*Task list*
(a) In the shuttle tank discussion, which mission first flew the new SLWT design, and in what year?
(b) In the shuttle tank discussion, can you rewrite the paragraph beginning "But a similar crack was found" as a short bulleted list that keeps its main facts?
(c) Could you carry on the discussion of cracks in the shuttle external tanks from its last sentence?

*Text shown*
## Start
On 11 Nov 2010 21:05:00 +0200, wrote:

But a
similar crack was found in ET-138, scheduled for use by the shuttle
Atlantis next summer, and that tank has not yet been subjected to
cryogenic temperatures. The cracks may be related to the use of
lightweight materials in the latest generation of tanks.


In other words, they created a new ET design/modifiaction/improvement.


This was in the 1990s, to make up for the performance shortfall to
Space Station missions created by cancellation of the Advanced Solid
Rocket Motor. The new SLWT design first flew on STS-91 in 1998.

I hope they will be lucky. But why introduced this idiots a new ET type
at all? Since 2005 they had no mission the old ET could not accomplish.
No need for any weight reduction till retirement.


The weight reduction program referred to is the Super Lightweight Tank
introduced in 1998. The cracks seem to be related to the use of
Aluminum-Lithium allow in the stringers on the Intertank. Such cracks
have been seen before and repaired at Michoud before delivery.
## End
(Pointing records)
## Start
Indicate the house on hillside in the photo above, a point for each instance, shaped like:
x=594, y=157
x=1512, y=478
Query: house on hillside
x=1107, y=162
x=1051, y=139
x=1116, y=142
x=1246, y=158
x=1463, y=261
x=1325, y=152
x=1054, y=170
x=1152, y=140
## End
*Results of the exercise*
(a) STS-91, in 1998.

(b)
- A similar crack turned up in ET-138, which the shuttle Atlantis is scheduled to use next summer.
- That tank has not yet been exposed to cryogenic temperatures.
- The cracks may be linked to the lightweight materials used in the latest generation of tanks.

(c)
Besides this metal cracks in a new ET the leak in the hydrogen vent line
system is similar appaling.


Cracks? The vent line leak was due to a seal misalignment, not a
crack.

Such LH2 systems are an engineering challange.
But it was alraedy solved in the 1960 before and during Apollo - and for
most of the time till now.


My bet is that these problems (the GUCP leaks, the stringer/foam
cracks, and the 2005-06 ECO sensor failures) have always been with the
Shuttle program, but only came to light with the increased safety
vigilance post-Columbia.

That they have such trouble now to fix it
makes me think they have retired or fired a few guys to much. This
broken part of NASA will now design a new rocket in the class of the
Saturn V?


No, Ares V was cancelled on February 1st. A new vehicle, tentatively
called SLS (Space Launch System) is to be closely derived from the
Shuttle External Tank, among other Shuttle heritage The cracked
stringer issue seems easily enough solved by going back to straight
aluminum instead of the lighter but more brittle Al-Li for SLS, at
least for that vehicle's intertank.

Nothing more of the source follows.